Data lines
....................

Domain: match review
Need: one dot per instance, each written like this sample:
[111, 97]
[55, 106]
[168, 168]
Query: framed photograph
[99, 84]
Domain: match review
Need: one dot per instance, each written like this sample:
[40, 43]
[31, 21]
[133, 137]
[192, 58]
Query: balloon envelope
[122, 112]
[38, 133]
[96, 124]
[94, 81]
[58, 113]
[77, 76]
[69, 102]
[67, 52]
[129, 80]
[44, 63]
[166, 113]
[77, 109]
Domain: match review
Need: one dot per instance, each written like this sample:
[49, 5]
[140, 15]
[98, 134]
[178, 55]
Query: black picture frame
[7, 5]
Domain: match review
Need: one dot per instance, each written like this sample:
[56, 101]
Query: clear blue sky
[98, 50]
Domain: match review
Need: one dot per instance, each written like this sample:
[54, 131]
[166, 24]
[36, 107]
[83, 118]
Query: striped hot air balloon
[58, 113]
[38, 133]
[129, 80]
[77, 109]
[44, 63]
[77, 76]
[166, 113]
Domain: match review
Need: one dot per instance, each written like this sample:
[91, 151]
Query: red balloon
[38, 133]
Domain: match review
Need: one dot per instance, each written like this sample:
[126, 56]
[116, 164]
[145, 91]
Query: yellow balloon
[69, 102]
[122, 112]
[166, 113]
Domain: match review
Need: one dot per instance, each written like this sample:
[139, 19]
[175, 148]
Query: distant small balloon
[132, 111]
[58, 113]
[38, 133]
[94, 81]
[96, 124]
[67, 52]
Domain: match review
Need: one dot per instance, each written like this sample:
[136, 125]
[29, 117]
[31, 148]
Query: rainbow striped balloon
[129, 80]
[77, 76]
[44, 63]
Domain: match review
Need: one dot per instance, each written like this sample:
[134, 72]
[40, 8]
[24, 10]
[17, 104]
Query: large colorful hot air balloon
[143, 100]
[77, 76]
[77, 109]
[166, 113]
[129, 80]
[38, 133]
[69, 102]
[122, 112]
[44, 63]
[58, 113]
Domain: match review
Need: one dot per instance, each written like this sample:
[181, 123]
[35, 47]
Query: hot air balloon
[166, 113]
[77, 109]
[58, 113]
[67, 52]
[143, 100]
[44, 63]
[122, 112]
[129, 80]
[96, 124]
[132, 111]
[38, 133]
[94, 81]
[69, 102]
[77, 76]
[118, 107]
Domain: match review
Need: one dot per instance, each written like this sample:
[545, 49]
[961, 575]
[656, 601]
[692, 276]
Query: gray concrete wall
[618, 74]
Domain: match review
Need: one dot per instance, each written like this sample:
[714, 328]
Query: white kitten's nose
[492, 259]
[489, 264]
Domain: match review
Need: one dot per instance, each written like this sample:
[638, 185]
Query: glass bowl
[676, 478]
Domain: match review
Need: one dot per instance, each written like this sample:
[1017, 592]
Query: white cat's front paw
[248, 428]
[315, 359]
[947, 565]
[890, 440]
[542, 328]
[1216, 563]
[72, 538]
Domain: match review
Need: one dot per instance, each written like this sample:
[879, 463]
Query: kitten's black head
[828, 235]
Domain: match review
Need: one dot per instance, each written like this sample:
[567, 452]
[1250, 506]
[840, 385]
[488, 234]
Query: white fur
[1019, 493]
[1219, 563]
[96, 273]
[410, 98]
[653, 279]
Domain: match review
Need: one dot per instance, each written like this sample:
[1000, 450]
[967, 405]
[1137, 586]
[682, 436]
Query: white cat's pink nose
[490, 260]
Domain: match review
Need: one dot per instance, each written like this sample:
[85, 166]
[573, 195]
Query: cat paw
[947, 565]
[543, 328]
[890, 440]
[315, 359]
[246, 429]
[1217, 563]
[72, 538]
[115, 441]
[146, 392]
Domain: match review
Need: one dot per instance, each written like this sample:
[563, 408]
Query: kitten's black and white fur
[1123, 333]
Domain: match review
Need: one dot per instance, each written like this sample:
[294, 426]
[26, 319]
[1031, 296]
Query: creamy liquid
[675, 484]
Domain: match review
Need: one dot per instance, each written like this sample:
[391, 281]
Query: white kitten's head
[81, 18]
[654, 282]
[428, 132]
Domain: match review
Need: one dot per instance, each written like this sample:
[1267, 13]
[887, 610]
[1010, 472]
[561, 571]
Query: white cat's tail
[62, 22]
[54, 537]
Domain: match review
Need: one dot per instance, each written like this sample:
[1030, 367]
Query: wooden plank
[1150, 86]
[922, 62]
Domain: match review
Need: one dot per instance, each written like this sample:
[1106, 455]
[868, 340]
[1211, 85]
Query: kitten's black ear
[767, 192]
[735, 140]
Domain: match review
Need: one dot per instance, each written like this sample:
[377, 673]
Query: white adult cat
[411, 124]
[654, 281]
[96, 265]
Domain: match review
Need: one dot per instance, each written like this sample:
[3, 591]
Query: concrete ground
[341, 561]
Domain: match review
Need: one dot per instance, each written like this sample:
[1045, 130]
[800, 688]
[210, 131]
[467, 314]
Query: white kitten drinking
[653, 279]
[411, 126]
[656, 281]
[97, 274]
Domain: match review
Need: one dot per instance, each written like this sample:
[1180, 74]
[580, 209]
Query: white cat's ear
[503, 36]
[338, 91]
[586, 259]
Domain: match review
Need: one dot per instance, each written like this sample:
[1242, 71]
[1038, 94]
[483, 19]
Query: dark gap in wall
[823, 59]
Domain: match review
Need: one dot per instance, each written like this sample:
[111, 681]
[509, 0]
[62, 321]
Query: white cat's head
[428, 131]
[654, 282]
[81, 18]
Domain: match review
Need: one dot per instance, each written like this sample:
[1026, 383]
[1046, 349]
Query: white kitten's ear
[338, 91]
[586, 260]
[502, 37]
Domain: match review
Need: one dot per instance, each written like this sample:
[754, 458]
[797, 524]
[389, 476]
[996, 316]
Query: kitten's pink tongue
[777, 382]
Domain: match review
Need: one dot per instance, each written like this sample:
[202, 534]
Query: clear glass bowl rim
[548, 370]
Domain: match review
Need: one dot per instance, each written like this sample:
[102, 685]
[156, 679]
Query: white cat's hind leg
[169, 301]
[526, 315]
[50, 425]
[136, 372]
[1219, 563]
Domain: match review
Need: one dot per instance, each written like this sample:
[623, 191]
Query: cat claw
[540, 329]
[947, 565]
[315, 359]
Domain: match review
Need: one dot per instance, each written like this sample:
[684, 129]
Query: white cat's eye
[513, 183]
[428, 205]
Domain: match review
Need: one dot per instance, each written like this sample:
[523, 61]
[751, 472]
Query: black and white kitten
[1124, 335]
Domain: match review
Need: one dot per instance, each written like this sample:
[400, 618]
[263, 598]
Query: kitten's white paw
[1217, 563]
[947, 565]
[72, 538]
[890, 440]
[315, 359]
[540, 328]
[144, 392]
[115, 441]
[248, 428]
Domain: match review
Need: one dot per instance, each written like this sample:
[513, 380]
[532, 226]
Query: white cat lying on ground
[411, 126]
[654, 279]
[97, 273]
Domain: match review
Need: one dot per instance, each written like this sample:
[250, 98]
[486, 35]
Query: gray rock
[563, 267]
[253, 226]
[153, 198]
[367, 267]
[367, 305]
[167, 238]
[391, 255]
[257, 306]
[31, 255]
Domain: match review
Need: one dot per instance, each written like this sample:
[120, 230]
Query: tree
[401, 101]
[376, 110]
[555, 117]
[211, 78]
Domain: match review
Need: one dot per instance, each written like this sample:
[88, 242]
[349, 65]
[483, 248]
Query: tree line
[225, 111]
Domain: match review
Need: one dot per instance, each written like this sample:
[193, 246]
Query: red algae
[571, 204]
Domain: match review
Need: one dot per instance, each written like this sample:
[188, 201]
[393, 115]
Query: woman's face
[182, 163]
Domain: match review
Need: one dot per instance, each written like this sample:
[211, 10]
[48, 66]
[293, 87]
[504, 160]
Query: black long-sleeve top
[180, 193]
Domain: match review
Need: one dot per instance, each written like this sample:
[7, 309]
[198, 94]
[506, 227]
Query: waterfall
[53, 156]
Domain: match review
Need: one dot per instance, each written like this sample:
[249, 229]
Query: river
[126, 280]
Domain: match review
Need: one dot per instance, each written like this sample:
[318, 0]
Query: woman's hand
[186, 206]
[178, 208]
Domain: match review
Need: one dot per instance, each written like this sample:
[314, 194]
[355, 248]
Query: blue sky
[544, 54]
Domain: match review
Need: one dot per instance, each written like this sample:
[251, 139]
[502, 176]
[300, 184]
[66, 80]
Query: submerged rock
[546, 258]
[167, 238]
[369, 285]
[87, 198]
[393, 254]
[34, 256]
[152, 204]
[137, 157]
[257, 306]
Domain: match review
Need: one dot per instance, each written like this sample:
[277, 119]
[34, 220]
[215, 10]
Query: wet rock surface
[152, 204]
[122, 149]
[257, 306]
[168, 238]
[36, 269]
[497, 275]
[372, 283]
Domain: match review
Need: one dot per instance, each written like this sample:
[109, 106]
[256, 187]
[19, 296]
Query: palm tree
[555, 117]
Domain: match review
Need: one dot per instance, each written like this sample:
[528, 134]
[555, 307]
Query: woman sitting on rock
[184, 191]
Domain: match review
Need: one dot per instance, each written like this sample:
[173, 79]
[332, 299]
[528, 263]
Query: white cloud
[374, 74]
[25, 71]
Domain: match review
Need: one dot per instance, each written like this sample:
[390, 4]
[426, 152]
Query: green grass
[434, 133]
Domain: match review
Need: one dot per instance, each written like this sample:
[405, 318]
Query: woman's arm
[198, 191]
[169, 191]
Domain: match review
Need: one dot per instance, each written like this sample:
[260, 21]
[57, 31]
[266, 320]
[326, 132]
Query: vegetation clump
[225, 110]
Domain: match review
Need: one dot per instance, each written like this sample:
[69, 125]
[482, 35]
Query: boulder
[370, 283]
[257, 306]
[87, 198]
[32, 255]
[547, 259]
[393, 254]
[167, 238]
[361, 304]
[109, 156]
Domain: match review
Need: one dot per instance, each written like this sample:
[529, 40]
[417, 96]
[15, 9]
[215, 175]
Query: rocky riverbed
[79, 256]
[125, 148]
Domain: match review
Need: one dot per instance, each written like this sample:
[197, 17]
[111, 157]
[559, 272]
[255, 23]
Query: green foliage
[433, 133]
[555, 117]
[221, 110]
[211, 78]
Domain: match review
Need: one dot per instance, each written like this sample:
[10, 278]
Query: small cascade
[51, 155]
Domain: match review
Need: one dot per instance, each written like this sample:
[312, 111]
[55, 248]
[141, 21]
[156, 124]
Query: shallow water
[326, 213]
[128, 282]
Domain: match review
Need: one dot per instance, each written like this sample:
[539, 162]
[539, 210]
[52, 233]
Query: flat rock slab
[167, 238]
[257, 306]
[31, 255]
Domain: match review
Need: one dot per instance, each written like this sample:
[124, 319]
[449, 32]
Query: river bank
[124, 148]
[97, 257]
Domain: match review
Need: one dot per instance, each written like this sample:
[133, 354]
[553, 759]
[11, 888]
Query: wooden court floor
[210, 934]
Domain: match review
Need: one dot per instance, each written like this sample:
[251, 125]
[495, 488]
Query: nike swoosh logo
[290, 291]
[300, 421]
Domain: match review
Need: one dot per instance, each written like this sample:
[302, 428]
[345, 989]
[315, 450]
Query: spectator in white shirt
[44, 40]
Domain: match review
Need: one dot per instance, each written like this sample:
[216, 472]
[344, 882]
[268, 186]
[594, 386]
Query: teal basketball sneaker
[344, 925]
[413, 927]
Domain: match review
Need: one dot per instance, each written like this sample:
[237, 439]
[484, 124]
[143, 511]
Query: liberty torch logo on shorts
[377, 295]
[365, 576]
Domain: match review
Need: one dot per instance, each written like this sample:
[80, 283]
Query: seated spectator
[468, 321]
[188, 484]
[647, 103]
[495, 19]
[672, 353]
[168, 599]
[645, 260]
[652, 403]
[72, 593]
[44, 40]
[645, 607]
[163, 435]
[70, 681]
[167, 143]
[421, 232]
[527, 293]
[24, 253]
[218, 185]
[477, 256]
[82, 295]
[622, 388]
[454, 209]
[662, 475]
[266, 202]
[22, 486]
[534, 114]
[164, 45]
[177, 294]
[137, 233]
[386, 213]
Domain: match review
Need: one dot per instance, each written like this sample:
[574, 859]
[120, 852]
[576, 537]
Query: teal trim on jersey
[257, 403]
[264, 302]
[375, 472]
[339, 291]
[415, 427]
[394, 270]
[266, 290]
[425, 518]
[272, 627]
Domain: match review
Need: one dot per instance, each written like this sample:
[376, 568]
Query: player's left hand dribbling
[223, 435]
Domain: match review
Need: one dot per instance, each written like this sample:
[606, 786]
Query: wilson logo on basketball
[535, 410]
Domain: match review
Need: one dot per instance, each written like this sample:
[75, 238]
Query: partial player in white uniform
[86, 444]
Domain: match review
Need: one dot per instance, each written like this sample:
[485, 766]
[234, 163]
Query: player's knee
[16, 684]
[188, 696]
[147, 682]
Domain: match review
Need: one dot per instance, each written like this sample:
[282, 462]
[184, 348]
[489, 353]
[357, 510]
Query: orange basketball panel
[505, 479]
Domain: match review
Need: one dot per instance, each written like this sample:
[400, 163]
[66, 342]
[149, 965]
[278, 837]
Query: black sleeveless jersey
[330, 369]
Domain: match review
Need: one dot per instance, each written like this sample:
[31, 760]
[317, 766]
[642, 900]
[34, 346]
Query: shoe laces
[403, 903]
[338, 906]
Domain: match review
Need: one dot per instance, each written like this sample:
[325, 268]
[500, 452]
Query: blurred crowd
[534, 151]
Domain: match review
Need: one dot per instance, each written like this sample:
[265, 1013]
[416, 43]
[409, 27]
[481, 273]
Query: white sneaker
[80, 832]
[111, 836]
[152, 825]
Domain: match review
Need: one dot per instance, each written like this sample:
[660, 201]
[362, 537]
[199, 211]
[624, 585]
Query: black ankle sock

....................

Pick out each line in the rows above that contains the word "striped", and copy those lines without changes.

Query: striped hot air balloon
Query: rainbow striped balloon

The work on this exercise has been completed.